__Problem details__
Would you restate every entry that follows, word for word, and leave out the pictures?

Point localization data
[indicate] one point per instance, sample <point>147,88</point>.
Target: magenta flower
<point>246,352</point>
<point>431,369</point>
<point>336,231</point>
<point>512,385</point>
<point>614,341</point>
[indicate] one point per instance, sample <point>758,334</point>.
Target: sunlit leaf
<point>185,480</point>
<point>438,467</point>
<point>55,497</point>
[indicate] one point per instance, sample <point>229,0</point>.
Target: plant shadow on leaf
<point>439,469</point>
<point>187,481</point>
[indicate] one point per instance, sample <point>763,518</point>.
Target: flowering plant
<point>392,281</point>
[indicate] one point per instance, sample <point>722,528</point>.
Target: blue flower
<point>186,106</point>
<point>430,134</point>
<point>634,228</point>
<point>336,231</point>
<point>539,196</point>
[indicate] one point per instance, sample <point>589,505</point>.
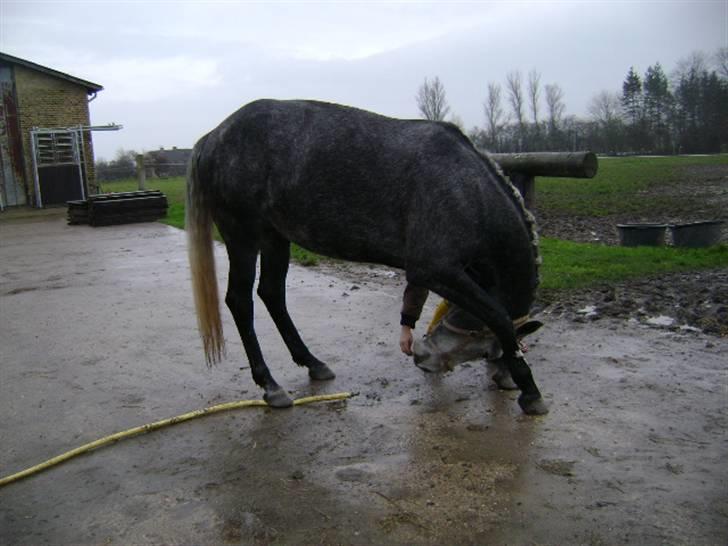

__Result below__
[indicate] one point per instance, sample <point>147,88</point>.
Target: magenta flower
<point>246,352</point>
<point>431,369</point>
<point>336,231</point>
<point>512,385</point>
<point>614,341</point>
[indicate] one point per instance, sample <point>758,334</point>.
Target: sunlit leaf
<point>185,480</point>
<point>438,467</point>
<point>55,497</point>
[indicate] one point per instance, sample <point>229,0</point>.
Target: plant shadow on leaf
<point>439,469</point>
<point>187,481</point>
[indicate] one point per instance, sample <point>763,518</point>.
Target: flowering plant
<point>392,281</point>
[indicate] one point per instance, sample <point>722,528</point>.
Target: blue flower
<point>186,106</point>
<point>430,134</point>
<point>634,228</point>
<point>336,231</point>
<point>539,196</point>
[indicate] one point per instance, sample <point>589,505</point>.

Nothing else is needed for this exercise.